--- Begin RECORDS SUPPLIED ---

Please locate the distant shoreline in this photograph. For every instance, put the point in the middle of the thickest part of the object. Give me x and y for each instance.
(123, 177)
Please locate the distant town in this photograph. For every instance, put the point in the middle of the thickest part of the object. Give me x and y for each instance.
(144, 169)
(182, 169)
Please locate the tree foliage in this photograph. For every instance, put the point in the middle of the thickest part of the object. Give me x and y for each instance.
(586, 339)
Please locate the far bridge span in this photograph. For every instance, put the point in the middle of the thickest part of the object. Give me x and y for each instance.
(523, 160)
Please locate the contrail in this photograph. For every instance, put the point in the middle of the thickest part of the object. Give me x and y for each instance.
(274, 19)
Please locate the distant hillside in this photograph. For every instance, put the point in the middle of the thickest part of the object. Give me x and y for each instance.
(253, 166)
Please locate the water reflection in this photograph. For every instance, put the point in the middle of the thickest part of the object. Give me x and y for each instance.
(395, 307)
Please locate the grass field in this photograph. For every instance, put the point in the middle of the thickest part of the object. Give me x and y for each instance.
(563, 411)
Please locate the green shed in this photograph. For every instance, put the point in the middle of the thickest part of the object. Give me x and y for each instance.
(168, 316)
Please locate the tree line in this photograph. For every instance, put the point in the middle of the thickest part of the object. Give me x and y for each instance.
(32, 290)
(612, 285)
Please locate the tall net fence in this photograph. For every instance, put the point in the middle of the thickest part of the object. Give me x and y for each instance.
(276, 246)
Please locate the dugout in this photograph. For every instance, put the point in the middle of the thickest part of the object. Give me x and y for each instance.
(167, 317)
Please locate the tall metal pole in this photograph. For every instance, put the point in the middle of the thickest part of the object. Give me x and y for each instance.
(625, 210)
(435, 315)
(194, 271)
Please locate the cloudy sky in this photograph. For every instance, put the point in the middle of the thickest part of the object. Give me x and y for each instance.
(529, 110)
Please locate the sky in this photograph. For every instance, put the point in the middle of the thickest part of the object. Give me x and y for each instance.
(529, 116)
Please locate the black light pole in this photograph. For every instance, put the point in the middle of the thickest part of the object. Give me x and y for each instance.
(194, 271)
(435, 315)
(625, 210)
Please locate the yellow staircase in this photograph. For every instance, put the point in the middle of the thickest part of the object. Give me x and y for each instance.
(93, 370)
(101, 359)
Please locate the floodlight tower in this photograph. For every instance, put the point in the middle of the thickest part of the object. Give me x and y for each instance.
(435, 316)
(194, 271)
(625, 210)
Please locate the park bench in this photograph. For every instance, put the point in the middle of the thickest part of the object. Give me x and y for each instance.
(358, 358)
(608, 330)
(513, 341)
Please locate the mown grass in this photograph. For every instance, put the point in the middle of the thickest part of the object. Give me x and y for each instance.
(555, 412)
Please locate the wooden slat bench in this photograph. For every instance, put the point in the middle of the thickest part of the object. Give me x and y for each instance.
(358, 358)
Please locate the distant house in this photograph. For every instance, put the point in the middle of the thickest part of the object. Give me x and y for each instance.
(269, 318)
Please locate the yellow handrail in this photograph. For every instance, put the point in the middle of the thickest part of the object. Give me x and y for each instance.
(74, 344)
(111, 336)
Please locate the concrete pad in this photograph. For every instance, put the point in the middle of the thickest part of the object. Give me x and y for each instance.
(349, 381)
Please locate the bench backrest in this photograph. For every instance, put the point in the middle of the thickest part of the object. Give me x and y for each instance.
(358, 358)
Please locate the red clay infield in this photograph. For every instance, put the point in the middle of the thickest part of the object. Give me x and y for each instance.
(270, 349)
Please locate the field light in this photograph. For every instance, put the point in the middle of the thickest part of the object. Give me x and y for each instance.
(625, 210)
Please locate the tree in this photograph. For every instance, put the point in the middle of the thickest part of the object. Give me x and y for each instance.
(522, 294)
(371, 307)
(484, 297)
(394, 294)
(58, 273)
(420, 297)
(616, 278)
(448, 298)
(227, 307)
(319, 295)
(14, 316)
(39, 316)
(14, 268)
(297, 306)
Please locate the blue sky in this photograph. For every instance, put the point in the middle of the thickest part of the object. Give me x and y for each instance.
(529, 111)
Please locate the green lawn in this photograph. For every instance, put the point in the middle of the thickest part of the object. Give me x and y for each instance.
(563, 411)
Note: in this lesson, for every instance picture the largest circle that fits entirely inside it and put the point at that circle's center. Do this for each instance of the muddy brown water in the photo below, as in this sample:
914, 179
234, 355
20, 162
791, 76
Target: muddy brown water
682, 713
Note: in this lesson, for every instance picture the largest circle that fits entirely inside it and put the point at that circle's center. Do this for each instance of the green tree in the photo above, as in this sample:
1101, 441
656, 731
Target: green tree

--- End RECORDS SUPPLIED ---

PROBLEM STATEMENT
Return all of the entries exactly as written.

SOLUTION FOR THIS TASK
Please locate the distant shoreline in this photograph. For every instance, put the point in the middle of the thickest part of the object. Give me x and y for each instance.
(123, 177)
Please locate the distant town in this photograph. For every instance, put the point in the middle of the thickest part of the object. Give me x and y for each instance.
(144, 169)
(182, 169)
Please locate the tree foliage in this photograph. For every instance, put the point in the middle of the thickest part of the object. Give me x and y for each instance.
(586, 339)
Please locate the far bridge span in this photograph. For every instance, put the point in the middle of the thickest part of the object. Give me x and y for each instance.
(523, 160)
Please locate the contrail in this photograph. For every instance, put the point in the middle of the thickest part of the object. Give me x and y for each instance.
(274, 19)
Please locate the distant hillside in this photograph. For every instance, put the point in the middle of the thickest part of the object. Give me x and y for each instance.
(253, 166)
Please locate the water reflection in this photograph. For every instance, put the point in the middle of the thickest part of the object. Give me x and y for each instance.
(395, 307)
Please locate the grass field in this photograph. For every instance, put the point in the middle of the thickest part of the object. Give me x and y for each instance.
(563, 411)
Please locate the green shed in this photograph. For every instance, put the point in the middle of the thickest part of the object. Give me x and y for each instance.
(168, 316)
Please locate the tree line in this photograph. For every instance, put the point in the middle of the thickest part of the object. Give me x and y for each instance.
(32, 290)
(612, 285)
Please locate the tall net fence in this photograph. For every instance, put the point in the middle of the thickest part of the object. Give me x and y for each instance.
(276, 246)
Please locate the dugout in this photograph. For every instance, put the point in the middle of the thickest part of the object. Give me x and y for each instance.
(167, 317)
Please locate the tall metal pole in this photograph. For every instance, put the point in the middle of the thickest part of the object. Give me x and y for each instance.
(625, 210)
(435, 315)
(194, 271)
Please locate the cloudy sky in this photograph. For every instance, put the point in the middle of the thickest part of the object. Give me x and y for each instance.
(529, 110)
Please locate the sky in this photograph. For every instance, put the point in the middle of the thickest part of the object. Give me x and y for each instance.
(529, 116)
Please locate the black light pole in this photograph. For every instance, put the point in the middle of the thickest part of the object. Give me x and y for each instance.
(194, 271)
(435, 315)
(625, 210)
Please locate the yellow staircase in this photograph. For every instance, put the point in the middle of the thickest part of the object. Give me x and y for each instance.
(93, 370)
(101, 359)
Please locate the floodlight tower in this photograph. For every instance, put the point in the middle of the thickest part of the object. Give me x and y for each instance.
(435, 316)
(194, 271)
(625, 210)
Please locate the park bench in this photograph. For every instance, put the point in the middle of the thickest part of the object. Give me x and y for each instance.
(358, 358)
(608, 330)
(513, 341)
Please locate the mown grass in this photograph. For every instance, put the point in the middle of the thickest part of the object. Give me x and y for each instance.
(555, 412)
Please locate the wooden slat bench in this photograph. For every instance, put the point in the middle of the thickest part of the object. Give me x and y for each instance.
(358, 358)
Please locate the distant house in this photograph. For every instance, put the point in the middle of the thickest part of the object. Give me x and y for each instance.
(269, 318)
Please locate the yellow handrail in this photograph. For every instance, put the point in the middle of the thickest part of the object. Give me x and y for each instance.
(74, 344)
(111, 336)
Please locate the concrete pad in this photograph. For every instance, put the point in the middle of the thickest part of the object. Give me x and y for each instance.
(349, 381)
Please locate the bench backrest in this photograph. For every instance, put the point in the middle of the thickest part of the object. Give me x and y for each instance.
(358, 358)
Please locate the red clay infield in this photograph. For every instance, put the point in the middle of the thickest part of the object. Give me x and y for each instance.
(270, 349)
Please locate the field light in this photograph. For every instance, put the point in the middle of the thickest part of the object. Give me x and y for each instance.
(625, 210)
Please locate the tree in this photograph. For every instance, put the point in the middle of the thickest part of the object. Give me x and y for each instance.
(522, 294)
(371, 307)
(484, 297)
(394, 294)
(58, 273)
(420, 297)
(616, 278)
(448, 298)
(227, 307)
(319, 295)
(14, 316)
(39, 316)
(14, 268)
(297, 306)
Please locate the blue sky in this photograph. For every instance, put the point in the middle of the thickest part of the object. Give me x and y for each instance.
(529, 111)
Please locate the green lawn in this photograph. For every instance, put the point in the middle of the thickest part of the object. Give me x and y for each instance.
(563, 411)
Note: in this lesson, for every instance picture the largest circle that fits entirely inside it and put the point at that circle's center. Do this for each instance of the muddy brown water in the photo below, as in this sample:
914, 179
234, 355
20, 162
791, 76
Target: muddy brown water
682, 713
Note: in this lesson, for every instance picture the largest circle that fits entirely inside it and put the point at that circle's center. Do this for each instance of the green tree in the photo above, as in this sample:
1101, 441
656, 731
Target: green tree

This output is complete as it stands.